● Assignment:
Copy each line below word for word and drop every image.

───── Dataset excerpts

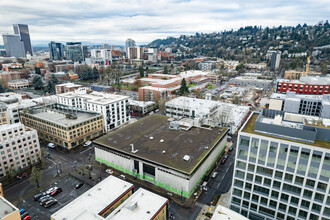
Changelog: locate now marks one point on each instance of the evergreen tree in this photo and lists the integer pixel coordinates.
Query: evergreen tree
(184, 88)
(165, 70)
(37, 82)
(2, 90)
(141, 71)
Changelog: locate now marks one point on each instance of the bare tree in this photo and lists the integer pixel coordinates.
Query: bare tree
(36, 176)
(161, 105)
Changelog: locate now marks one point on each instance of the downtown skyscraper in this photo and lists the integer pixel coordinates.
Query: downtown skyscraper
(19, 43)
(23, 31)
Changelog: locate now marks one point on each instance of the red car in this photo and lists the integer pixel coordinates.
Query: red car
(22, 176)
(56, 191)
(27, 217)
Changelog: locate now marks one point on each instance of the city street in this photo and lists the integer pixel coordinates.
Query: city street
(21, 192)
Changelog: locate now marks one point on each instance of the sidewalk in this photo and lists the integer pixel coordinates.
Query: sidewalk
(207, 210)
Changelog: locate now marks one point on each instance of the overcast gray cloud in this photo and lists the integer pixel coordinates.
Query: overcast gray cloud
(113, 21)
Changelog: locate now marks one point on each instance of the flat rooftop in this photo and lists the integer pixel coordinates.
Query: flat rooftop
(143, 204)
(249, 128)
(58, 116)
(88, 205)
(223, 213)
(94, 97)
(196, 142)
(6, 208)
(187, 102)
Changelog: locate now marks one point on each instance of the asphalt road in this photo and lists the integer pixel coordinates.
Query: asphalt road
(20, 191)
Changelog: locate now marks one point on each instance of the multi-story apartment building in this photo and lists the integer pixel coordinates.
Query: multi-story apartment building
(65, 126)
(312, 85)
(19, 147)
(129, 43)
(114, 108)
(14, 46)
(66, 87)
(101, 56)
(282, 168)
(76, 52)
(294, 74)
(56, 50)
(3, 114)
(315, 105)
(22, 30)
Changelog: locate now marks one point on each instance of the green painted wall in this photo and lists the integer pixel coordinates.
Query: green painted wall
(162, 185)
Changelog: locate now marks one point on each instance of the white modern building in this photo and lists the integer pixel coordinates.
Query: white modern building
(143, 204)
(141, 107)
(19, 147)
(18, 84)
(115, 108)
(98, 202)
(191, 107)
(208, 112)
(170, 156)
(282, 168)
(101, 56)
(264, 84)
(223, 213)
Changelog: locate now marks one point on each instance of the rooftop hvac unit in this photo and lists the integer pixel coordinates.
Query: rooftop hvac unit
(133, 151)
(186, 158)
(174, 125)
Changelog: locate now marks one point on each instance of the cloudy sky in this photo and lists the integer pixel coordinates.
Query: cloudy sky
(113, 21)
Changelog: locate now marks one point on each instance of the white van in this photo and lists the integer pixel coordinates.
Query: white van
(51, 145)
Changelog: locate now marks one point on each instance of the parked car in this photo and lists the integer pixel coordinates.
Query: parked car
(38, 196)
(79, 185)
(50, 203)
(21, 211)
(48, 192)
(123, 177)
(26, 217)
(108, 171)
(24, 214)
(51, 145)
(56, 191)
(22, 176)
(87, 144)
(45, 199)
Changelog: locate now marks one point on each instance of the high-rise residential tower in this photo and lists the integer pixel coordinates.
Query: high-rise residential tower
(23, 31)
(14, 46)
(129, 43)
(282, 168)
(56, 50)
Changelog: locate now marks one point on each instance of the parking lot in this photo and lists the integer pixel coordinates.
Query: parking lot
(69, 193)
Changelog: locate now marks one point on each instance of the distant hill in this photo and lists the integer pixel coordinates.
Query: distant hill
(250, 41)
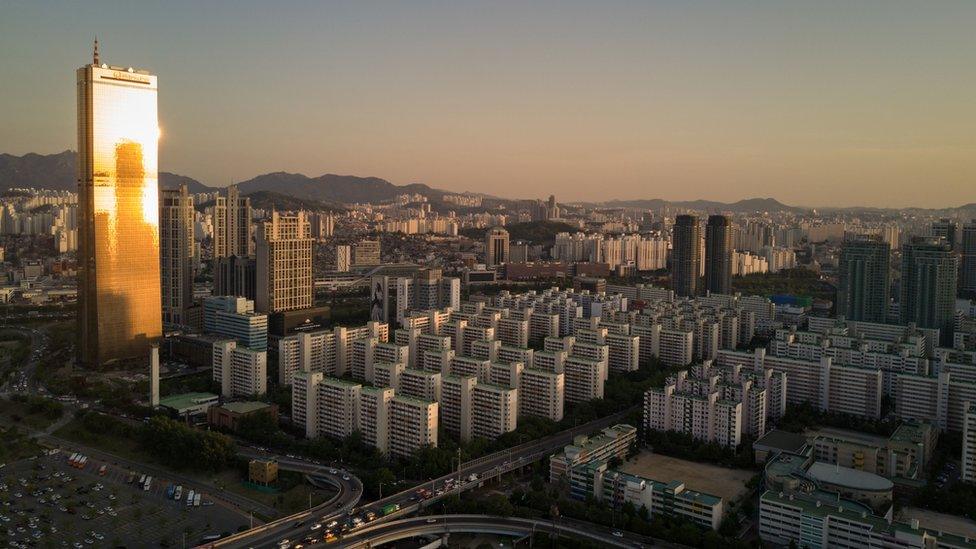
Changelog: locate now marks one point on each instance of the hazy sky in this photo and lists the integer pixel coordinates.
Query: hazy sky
(813, 103)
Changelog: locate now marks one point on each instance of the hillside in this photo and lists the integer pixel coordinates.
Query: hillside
(268, 200)
(333, 188)
(536, 232)
(57, 172)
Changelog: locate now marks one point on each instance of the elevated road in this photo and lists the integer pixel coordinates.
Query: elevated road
(471, 475)
(439, 525)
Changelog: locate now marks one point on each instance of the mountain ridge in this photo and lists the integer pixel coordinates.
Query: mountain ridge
(57, 172)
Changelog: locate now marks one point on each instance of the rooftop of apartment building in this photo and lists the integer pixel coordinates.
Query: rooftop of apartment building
(821, 505)
(244, 407)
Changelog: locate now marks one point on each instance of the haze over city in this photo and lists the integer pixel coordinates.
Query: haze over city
(814, 104)
(560, 274)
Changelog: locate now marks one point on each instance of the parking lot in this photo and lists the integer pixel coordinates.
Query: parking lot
(45, 502)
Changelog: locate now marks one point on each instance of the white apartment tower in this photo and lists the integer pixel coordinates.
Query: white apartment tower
(284, 264)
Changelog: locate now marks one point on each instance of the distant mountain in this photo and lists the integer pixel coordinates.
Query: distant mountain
(57, 172)
(742, 206)
(267, 200)
(334, 188)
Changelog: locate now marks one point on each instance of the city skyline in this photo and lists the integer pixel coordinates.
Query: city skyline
(626, 110)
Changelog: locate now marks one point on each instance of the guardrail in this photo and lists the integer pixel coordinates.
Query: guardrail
(466, 466)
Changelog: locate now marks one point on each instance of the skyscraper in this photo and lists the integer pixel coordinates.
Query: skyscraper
(718, 254)
(118, 197)
(232, 225)
(496, 247)
(928, 285)
(366, 253)
(862, 293)
(946, 229)
(967, 287)
(343, 258)
(176, 253)
(284, 264)
(323, 225)
(685, 255)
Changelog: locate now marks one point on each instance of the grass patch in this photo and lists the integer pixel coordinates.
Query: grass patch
(293, 497)
(31, 412)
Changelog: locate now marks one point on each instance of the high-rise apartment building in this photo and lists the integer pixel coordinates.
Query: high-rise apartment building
(176, 254)
(862, 293)
(322, 225)
(118, 204)
(947, 230)
(685, 255)
(235, 276)
(284, 264)
(394, 296)
(718, 254)
(241, 372)
(366, 253)
(494, 410)
(968, 248)
(232, 225)
(496, 247)
(968, 472)
(928, 285)
(235, 317)
(413, 425)
(343, 258)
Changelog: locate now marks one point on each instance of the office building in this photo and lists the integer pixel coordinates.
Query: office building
(119, 304)
(863, 272)
(241, 372)
(685, 256)
(820, 522)
(612, 442)
(235, 276)
(496, 247)
(176, 254)
(232, 225)
(366, 253)
(322, 225)
(541, 394)
(948, 231)
(597, 480)
(395, 297)
(284, 264)
(929, 270)
(718, 254)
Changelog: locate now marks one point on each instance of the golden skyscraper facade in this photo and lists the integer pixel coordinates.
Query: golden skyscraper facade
(118, 196)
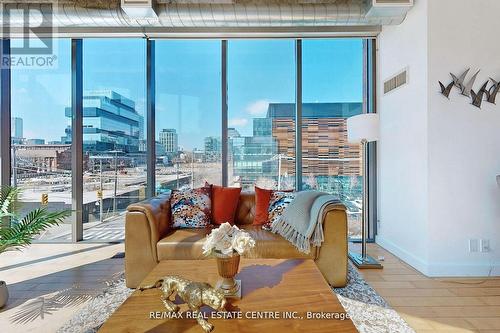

──────────

● Answer to this exercise:
Changelog: locate now marks one point on each instance of the evergreen tree in this photo and lists the integer pixel coordinates.
Query: evergreen tree
(184, 88)
(165, 70)
(37, 82)
(2, 90)
(141, 71)
Changelog: locate now marks one point on each instance of the bare tree in this photo and lists the integer pixel coordinates.
Query: bare tree
(36, 176)
(161, 105)
Changelog: locate now marks one point on each instance of the downtown skyscraper in this photo and lists the integer pixel coordinates.
Query: downtown skyscraper
(19, 43)
(23, 31)
Changelog: locate now marks one point on each instance of the red car in this photo and lists the integer pixel coordinates.
Query: red car
(22, 176)
(56, 191)
(27, 217)
Changelog: locate now marks one point on each instance of the city street in this photo and lists the integer pixel coordinates.
Query: city street
(21, 192)
Changelog: locate now marks one point on each instance of the sidewalk in this photo and lists the integer pixel coordinates.
Query: sidewalk
(207, 210)
Changelog: locate now marks one point on each instance of the overcast gray cloud in this photo and lists the integer pixel coordinates.
Query: overcast gray cloud
(113, 21)
Changelog: locate now marks one point on each instance of the flat rooftop in this photo and lists the integer pixel coordinates.
Query: flat rooftop
(143, 204)
(249, 128)
(58, 116)
(88, 205)
(223, 213)
(94, 97)
(196, 142)
(6, 208)
(187, 102)
Changelog: locate now marks one point on each instance of the asphalt road in this photo and lists the integer pixel coordinates.
Query: asphalt road
(20, 191)
Changelog: locate now marks one point on each instance of the multi-story apartment building in this photo and lists the integer pixel coordinates.
Query: multi-story apartment building
(65, 126)
(312, 85)
(19, 147)
(129, 43)
(114, 108)
(14, 46)
(66, 87)
(101, 56)
(282, 168)
(76, 52)
(294, 74)
(56, 50)
(3, 114)
(315, 105)
(22, 30)
Changelog: locate now marks one point on each instance of the green painted wall in this photo and lists the integer pixel coordinates.
Query: green painted wall
(162, 185)
Changelog: locate now marks one point on each instance of the white modern building in this photo and lists the integer pixel coordinates.
Query: white modern building
(143, 204)
(141, 107)
(19, 147)
(18, 84)
(115, 108)
(98, 202)
(191, 107)
(208, 112)
(170, 156)
(282, 168)
(101, 56)
(264, 84)
(223, 213)
Changelog: locate now marks one point on each instance of the rooftop hvac unit in this photo and lists the integer pixel coordinates.
Query: rooftop hvac unit
(133, 151)
(186, 158)
(174, 125)
Changelog: locate now marks one point on each instance of the cloudy sky in this photo and lists the integer pixel coordinates.
Query: cloudy sky
(113, 21)
Changelog: locate now marks one point on each instance of the white van in this photo and lists the integer pixel coordinates.
Query: white van
(51, 145)
Changelog: locate now marks one point on each instance of the parked car in this photo and lists the integer pixel coordinates.
Query: parked car
(38, 196)
(79, 185)
(50, 203)
(21, 211)
(48, 192)
(123, 177)
(26, 217)
(108, 171)
(24, 214)
(51, 145)
(56, 191)
(22, 176)
(87, 144)
(45, 199)
Changelog: locate now marks one point on each instance of the high-rise residential tower in this photo and lists the integer pixel coordinates.
Query: high-rise residential tower
(23, 31)
(14, 46)
(129, 43)
(282, 168)
(56, 50)
Changelog: locate now marks one point on each instance of the parking lot in this photo and lists the integer pixel coordinates.
Query: parking lot
(69, 193)
Changelog: locate now marks one point on each instance of the distant hill in this photo and lists the integer pixel coordinates.
Query: distant hill
(250, 41)
Changelog: locate now marks one point on each instance of the hazy sky in this photo and lists the integer pixel coordinates.
Query: hazy sky
(813, 103)
Changelog: locate now marks one point on each instance of the hillside in this photo and lists the integer pixel coordinates.
Query: hillside
(268, 200)
(333, 188)
(536, 232)
(57, 172)
Changelog: locate now marks one point on each instance of the elevated road in this photo and lists the integer pixel coordinates.
Query: elevated road
(471, 475)
(439, 525)
Changelog: locate now marks one point on each instance of the mountain ridge in this photo and lists the integer pixel coordinates.
Query: mountain ridge
(57, 172)
Changelog: locate now marks one point on each instance of the rooftop of apartment building in this photo and lists the integer pixel coordinates.
Query: rooftop of apartment building
(821, 505)
(244, 407)
Changelog: locate now marks one point on each instance of the haze over city in this photo and lists the integer pixel coordinates.
Query: haze over city
(814, 104)
(560, 274)
Changelog: locate now marks one point on each instance of the parking lot in this photo and lists the integer pixel coordinates.
Query: parking lot
(45, 502)
Changelog: locate now marks one point on each instance of the white apartment tower in this photo and lists the integer pixel coordinates.
Query: white apartment tower
(284, 264)
Changelog: locate now marks one point on each instance of the distant mountain in this photo and lists the integer pixel coordinates.
Query: distant mountain
(57, 172)
(742, 206)
(267, 200)
(334, 188)
Changelog: locate now marks one point on each instance of the city skyline in this photo and lists the integer pixel coordinates.
Query: city skyline
(626, 110)
Changelog: locate now marks one point on each instance of the guardrail in this photo and lists the integer pixel coordinates.
Query: guardrail
(466, 466)
Changelog: locate now marks one point on each instance of the skyscraper in this photo and lists the integer pixel coordinates.
Query: skyscraper
(718, 254)
(118, 197)
(232, 225)
(496, 247)
(928, 285)
(366, 253)
(862, 293)
(946, 229)
(967, 287)
(343, 258)
(176, 253)
(284, 264)
(323, 225)
(685, 255)
Changelog: locate now marks one point on each instance of the grass patch in this photo and lists the integer pixel coordinates.
Query: grass patch
(293, 497)
(31, 412)
Changelog: locate now marks one point on each instance of the high-rise apartment building in this photo and lists the integer pixel coordinates.
Query: high-rise apartment building
(176, 254)
(862, 293)
(322, 225)
(118, 204)
(947, 230)
(685, 255)
(235, 276)
(284, 264)
(394, 296)
(718, 254)
(241, 372)
(366, 253)
(494, 410)
(968, 248)
(232, 225)
(496, 247)
(968, 472)
(928, 285)
(235, 317)
(413, 425)
(343, 258)
Changelog: locate now marks one point on each instance of the office building in this photo and lists the integer pixel coordinates.
Query: office building
(119, 304)
(863, 272)
(241, 372)
(685, 256)
(820, 522)
(612, 442)
(235, 276)
(496, 247)
(176, 254)
(232, 225)
(366, 253)
(322, 225)
(541, 394)
(948, 231)
(597, 480)
(395, 297)
(284, 264)
(929, 270)
(718, 254)
Changelog: locate now marks one point on each instance of the golden skyscraper facade in this photo and lists the integer pixel coordinates.
Query: golden skyscraper facade
(118, 196)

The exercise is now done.